* [EXERCISE TASK]: Reproduce everything in the records below, from the line containing "Class label: man's ear" down to the line containing "xmin=263 ymin=295 xmax=300 ymax=446", including both of those lines, with every character unchanged.
* BEGIN INFORMATION SUPPLIED *
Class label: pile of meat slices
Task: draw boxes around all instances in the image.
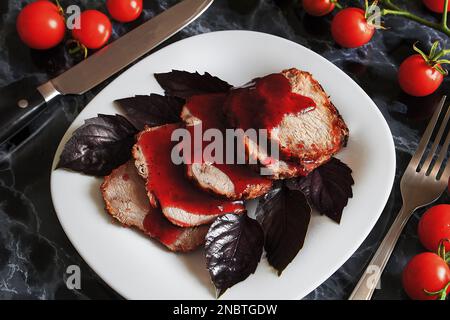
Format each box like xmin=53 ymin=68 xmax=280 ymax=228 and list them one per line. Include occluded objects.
xmin=101 ymin=69 xmax=348 ymax=251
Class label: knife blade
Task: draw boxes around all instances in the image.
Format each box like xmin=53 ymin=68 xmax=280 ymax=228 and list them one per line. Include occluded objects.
xmin=0 ymin=0 xmax=214 ymax=144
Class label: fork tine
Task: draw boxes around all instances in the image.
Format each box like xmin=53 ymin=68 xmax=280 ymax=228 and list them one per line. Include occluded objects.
xmin=408 ymin=96 xmax=447 ymax=170
xmin=430 ymin=127 xmax=450 ymax=180
xmin=422 ymin=107 xmax=450 ymax=172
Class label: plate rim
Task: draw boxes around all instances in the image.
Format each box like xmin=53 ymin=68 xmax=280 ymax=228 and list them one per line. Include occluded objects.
xmin=50 ymin=30 xmax=397 ymax=300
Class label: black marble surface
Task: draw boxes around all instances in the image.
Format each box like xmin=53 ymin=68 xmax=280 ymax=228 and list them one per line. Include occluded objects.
xmin=0 ymin=0 xmax=450 ymax=299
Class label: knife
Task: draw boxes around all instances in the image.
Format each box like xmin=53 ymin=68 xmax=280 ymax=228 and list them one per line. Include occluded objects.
xmin=0 ymin=0 xmax=214 ymax=144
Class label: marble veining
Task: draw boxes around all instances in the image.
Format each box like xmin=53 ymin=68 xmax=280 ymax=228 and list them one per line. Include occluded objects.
xmin=0 ymin=0 xmax=450 ymax=299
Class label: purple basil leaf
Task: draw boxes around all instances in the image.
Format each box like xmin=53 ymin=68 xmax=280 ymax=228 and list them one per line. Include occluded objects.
xmin=287 ymin=158 xmax=355 ymax=223
xmin=155 ymin=70 xmax=231 ymax=99
xmin=115 ymin=94 xmax=184 ymax=130
xmin=205 ymin=213 xmax=264 ymax=296
xmin=256 ymin=186 xmax=311 ymax=275
xmin=57 ymin=114 xmax=137 ymax=176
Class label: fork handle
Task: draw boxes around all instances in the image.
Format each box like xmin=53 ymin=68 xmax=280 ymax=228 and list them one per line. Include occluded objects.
xmin=349 ymin=205 xmax=413 ymax=300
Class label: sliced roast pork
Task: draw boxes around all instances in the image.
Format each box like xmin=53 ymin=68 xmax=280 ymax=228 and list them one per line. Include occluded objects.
xmin=224 ymin=69 xmax=349 ymax=178
xmin=181 ymin=93 xmax=272 ymax=199
xmin=101 ymin=161 xmax=209 ymax=252
xmin=133 ymin=124 xmax=244 ymax=227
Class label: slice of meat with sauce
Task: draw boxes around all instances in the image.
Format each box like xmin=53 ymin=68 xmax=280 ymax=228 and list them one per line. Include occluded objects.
xmin=133 ymin=124 xmax=245 ymax=227
xmin=101 ymin=161 xmax=209 ymax=252
xmin=181 ymin=94 xmax=272 ymax=199
xmin=224 ymin=69 xmax=348 ymax=178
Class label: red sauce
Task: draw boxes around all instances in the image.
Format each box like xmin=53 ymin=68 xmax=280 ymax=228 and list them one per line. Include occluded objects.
xmin=138 ymin=124 xmax=244 ymax=215
xmin=225 ymin=73 xmax=316 ymax=131
xmin=186 ymin=94 xmax=272 ymax=194
xmin=143 ymin=208 xmax=184 ymax=245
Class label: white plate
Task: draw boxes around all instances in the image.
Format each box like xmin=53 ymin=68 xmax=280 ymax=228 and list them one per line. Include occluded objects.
xmin=51 ymin=31 xmax=395 ymax=299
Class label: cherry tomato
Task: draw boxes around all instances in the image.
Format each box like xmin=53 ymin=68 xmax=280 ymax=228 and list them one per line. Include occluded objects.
xmin=418 ymin=204 xmax=450 ymax=252
xmin=398 ymin=54 xmax=444 ymax=97
xmin=16 ymin=1 xmax=66 ymax=50
xmin=72 ymin=10 xmax=112 ymax=49
xmin=402 ymin=252 xmax=450 ymax=300
xmin=303 ymin=0 xmax=335 ymax=17
xmin=331 ymin=8 xmax=375 ymax=48
xmin=422 ymin=0 xmax=450 ymax=13
xmin=106 ymin=0 xmax=142 ymax=22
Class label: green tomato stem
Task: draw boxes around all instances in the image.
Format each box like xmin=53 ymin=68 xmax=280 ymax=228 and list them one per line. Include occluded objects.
xmin=441 ymin=0 xmax=449 ymax=30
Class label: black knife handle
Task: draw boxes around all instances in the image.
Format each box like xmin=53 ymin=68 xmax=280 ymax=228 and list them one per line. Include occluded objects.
xmin=0 ymin=82 xmax=58 ymax=144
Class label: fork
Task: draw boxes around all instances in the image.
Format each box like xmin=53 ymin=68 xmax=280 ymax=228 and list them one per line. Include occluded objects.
xmin=349 ymin=96 xmax=450 ymax=300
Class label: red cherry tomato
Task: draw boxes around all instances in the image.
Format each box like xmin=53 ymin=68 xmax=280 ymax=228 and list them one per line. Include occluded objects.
xmin=422 ymin=0 xmax=450 ymax=13
xmin=303 ymin=0 xmax=335 ymax=17
xmin=16 ymin=1 xmax=66 ymax=50
xmin=402 ymin=252 xmax=450 ymax=300
xmin=418 ymin=204 xmax=450 ymax=252
xmin=106 ymin=0 xmax=142 ymax=22
xmin=72 ymin=10 xmax=112 ymax=49
xmin=331 ymin=8 xmax=375 ymax=48
xmin=398 ymin=54 xmax=444 ymax=97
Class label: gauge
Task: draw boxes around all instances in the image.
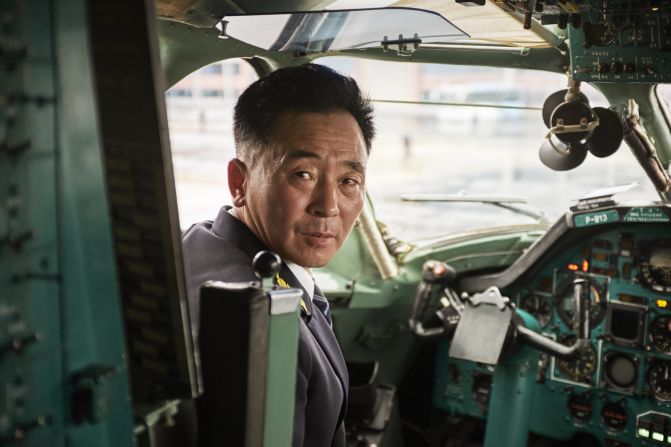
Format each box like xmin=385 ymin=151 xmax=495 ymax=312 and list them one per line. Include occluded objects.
xmin=648 ymin=361 xmax=671 ymax=402
xmin=650 ymin=315 xmax=671 ymax=354
xmin=568 ymin=394 xmax=594 ymax=422
xmin=583 ymin=22 xmax=618 ymax=47
xmin=601 ymin=402 xmax=629 ymax=430
xmin=557 ymin=335 xmax=598 ymax=383
xmin=603 ymin=352 xmax=638 ymax=389
xmin=473 ymin=374 xmax=492 ymax=412
xmin=520 ymin=294 xmax=552 ymax=327
xmin=557 ymin=276 xmax=606 ymax=329
xmin=638 ymin=240 xmax=671 ymax=292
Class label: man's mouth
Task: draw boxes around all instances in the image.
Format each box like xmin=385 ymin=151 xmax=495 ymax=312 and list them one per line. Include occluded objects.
xmin=301 ymin=231 xmax=335 ymax=248
xmin=303 ymin=232 xmax=335 ymax=239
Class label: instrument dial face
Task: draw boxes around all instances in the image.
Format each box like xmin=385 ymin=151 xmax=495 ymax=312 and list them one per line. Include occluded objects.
xmin=520 ymin=294 xmax=552 ymax=327
xmin=638 ymin=240 xmax=671 ymax=293
xmin=650 ymin=315 xmax=671 ymax=354
xmin=648 ymin=361 xmax=671 ymax=402
xmin=568 ymin=394 xmax=594 ymax=422
xmin=557 ymin=277 xmax=606 ymax=329
xmin=604 ymin=352 xmax=638 ymax=389
xmin=601 ymin=402 xmax=629 ymax=430
xmin=557 ymin=335 xmax=598 ymax=383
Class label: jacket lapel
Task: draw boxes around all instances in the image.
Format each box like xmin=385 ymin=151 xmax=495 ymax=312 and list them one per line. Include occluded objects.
xmin=212 ymin=207 xmax=349 ymax=423
xmin=280 ymin=263 xmax=349 ymax=428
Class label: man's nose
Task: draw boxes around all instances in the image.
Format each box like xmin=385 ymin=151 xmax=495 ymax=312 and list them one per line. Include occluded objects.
xmin=308 ymin=181 xmax=338 ymax=217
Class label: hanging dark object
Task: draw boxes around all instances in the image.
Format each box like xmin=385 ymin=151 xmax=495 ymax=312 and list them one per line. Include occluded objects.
xmin=539 ymin=79 xmax=624 ymax=171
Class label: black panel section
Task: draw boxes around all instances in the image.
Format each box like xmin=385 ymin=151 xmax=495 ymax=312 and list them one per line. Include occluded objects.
xmin=196 ymin=282 xmax=270 ymax=446
xmin=88 ymin=0 xmax=198 ymax=404
xmin=459 ymin=203 xmax=671 ymax=293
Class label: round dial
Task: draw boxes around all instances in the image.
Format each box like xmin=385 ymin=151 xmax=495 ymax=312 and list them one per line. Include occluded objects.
xmin=557 ymin=277 xmax=606 ymax=329
xmin=648 ymin=361 xmax=671 ymax=401
xmin=557 ymin=335 xmax=597 ymax=382
xmin=520 ymin=294 xmax=552 ymax=327
xmin=568 ymin=394 xmax=594 ymax=422
xmin=650 ymin=315 xmax=671 ymax=354
xmin=584 ymin=22 xmax=618 ymax=47
xmin=638 ymin=240 xmax=671 ymax=292
xmin=601 ymin=402 xmax=629 ymax=430
xmin=603 ymin=352 xmax=638 ymax=389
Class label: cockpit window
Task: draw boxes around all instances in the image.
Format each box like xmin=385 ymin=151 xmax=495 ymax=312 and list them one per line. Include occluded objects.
xmin=317 ymin=57 xmax=658 ymax=240
xmin=217 ymin=8 xmax=468 ymax=53
xmin=166 ymin=59 xmax=258 ymax=229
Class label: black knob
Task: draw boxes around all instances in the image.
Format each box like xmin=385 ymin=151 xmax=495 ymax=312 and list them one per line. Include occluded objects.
xmin=571 ymin=14 xmax=582 ymax=29
xmin=557 ymin=14 xmax=568 ymax=29
xmin=422 ymin=260 xmax=457 ymax=284
xmin=252 ymin=250 xmax=282 ymax=278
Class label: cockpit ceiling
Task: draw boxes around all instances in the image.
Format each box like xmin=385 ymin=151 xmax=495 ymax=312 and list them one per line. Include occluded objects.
xmin=156 ymin=0 xmax=552 ymax=48
xmin=390 ymin=0 xmax=552 ymax=48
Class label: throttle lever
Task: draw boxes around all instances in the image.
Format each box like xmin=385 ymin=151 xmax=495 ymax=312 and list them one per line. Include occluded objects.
xmin=408 ymin=260 xmax=457 ymax=337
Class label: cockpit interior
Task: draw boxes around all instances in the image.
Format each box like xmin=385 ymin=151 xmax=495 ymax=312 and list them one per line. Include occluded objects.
xmin=0 ymin=0 xmax=671 ymax=447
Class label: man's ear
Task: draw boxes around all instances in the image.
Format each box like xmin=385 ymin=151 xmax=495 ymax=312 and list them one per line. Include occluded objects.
xmin=228 ymin=158 xmax=248 ymax=208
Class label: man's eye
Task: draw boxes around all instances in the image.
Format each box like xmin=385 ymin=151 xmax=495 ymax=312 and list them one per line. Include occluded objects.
xmin=340 ymin=177 xmax=359 ymax=186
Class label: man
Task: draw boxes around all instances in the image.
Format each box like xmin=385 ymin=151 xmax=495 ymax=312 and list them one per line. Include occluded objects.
xmin=183 ymin=64 xmax=374 ymax=447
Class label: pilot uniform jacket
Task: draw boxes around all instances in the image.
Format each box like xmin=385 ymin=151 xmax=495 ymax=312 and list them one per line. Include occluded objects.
xmin=182 ymin=207 xmax=349 ymax=447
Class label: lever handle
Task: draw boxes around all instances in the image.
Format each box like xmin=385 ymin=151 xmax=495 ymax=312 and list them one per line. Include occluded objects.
xmin=252 ymin=250 xmax=282 ymax=279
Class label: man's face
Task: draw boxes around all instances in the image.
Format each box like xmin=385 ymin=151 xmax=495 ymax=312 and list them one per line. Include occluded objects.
xmin=229 ymin=112 xmax=368 ymax=267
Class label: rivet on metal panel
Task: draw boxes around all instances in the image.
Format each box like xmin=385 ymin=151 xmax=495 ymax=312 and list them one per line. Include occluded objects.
xmin=0 ymin=230 xmax=35 ymax=252
xmin=0 ymin=140 xmax=31 ymax=157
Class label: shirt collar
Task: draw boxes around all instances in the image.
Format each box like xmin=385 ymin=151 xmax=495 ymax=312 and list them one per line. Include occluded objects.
xmin=284 ymin=261 xmax=315 ymax=299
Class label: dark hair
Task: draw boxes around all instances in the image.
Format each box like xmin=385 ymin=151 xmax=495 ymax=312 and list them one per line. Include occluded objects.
xmin=233 ymin=64 xmax=375 ymax=156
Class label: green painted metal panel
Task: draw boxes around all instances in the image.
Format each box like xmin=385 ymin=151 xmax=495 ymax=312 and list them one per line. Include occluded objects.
xmin=263 ymin=295 xmax=300 ymax=446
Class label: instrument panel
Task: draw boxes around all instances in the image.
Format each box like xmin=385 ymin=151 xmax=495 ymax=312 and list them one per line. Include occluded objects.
xmin=433 ymin=214 xmax=671 ymax=446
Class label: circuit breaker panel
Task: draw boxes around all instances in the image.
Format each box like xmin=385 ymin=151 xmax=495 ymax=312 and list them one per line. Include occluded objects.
xmin=0 ymin=0 xmax=199 ymax=447
xmin=0 ymin=0 xmax=132 ymax=447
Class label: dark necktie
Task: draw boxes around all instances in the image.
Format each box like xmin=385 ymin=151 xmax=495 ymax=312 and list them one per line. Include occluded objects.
xmin=312 ymin=284 xmax=333 ymax=327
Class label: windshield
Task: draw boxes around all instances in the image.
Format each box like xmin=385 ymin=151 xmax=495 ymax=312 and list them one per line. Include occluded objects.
xmin=317 ymin=57 xmax=658 ymax=241
xmin=167 ymin=57 xmax=658 ymax=241
xmin=217 ymin=8 xmax=468 ymax=53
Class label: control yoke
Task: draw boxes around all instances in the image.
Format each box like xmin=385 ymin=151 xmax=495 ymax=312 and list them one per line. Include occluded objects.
xmin=409 ymin=260 xmax=590 ymax=358
xmin=516 ymin=276 xmax=590 ymax=358
xmin=408 ymin=260 xmax=463 ymax=338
* END INFORMATION SUPPLIED *
* [WORKED SOLUTION]:
Class label: man's ear
Task: draw boxes around all instances in the image.
Format each box like xmin=385 ymin=151 xmax=495 ymax=312 and list them one per line. Include occluded objects.
xmin=228 ymin=158 xmax=248 ymax=208
Class label: man's eye
Task: draw boxes around all instances in the image.
Format each box like xmin=385 ymin=151 xmax=495 ymax=312 and list them one per line. Include occluded objects.
xmin=340 ymin=177 xmax=359 ymax=186
Class label: man
Task: draw boxes around all instances in the image.
Format each box like xmin=385 ymin=151 xmax=495 ymax=312 and list them one per line. Include occluded objects.
xmin=183 ymin=64 xmax=374 ymax=447
Class label: pilot uniform jacket
Task: draw boxes around all instances in the image.
Format each box like xmin=385 ymin=151 xmax=495 ymax=312 and list them one per line. Include occluded objects.
xmin=182 ymin=207 xmax=349 ymax=447
Class label: lever handle
Task: draw boxes around all instances in the image.
Format each box like xmin=385 ymin=151 xmax=495 ymax=312 and list them one per line. Include occluded objects.
xmin=252 ymin=250 xmax=282 ymax=279
Class label: man's face
Task: draw boxes around all instances in the image.
Format each box like xmin=385 ymin=151 xmax=495 ymax=312 and list them one per line. Include occluded objects.
xmin=229 ymin=112 xmax=368 ymax=267
Class label: rivet on metal panel
Task: draw boxes around all instances in the image.
Format each box like xmin=385 ymin=151 xmax=495 ymax=312 and list them one per line. Include occluded objects.
xmin=0 ymin=230 xmax=35 ymax=252
xmin=0 ymin=140 xmax=31 ymax=157
Class label: shirt collar
Task: draw boxes around all instances in the image.
Format each box like xmin=385 ymin=151 xmax=495 ymax=312 and list them one per line. Include occluded objects.
xmin=284 ymin=261 xmax=315 ymax=299
Class label: dark hair
Task: draw boxes around all instances in the image.
Format each box like xmin=385 ymin=151 xmax=495 ymax=312 and list them one per line. Include occluded objects.
xmin=233 ymin=64 xmax=375 ymax=156
Class label: green painted metal panel
Task: draw boxes around all instances in the image.
Format each box like xmin=385 ymin=151 xmax=495 ymax=312 and list them one per line. Include occluded objects.
xmin=263 ymin=295 xmax=300 ymax=446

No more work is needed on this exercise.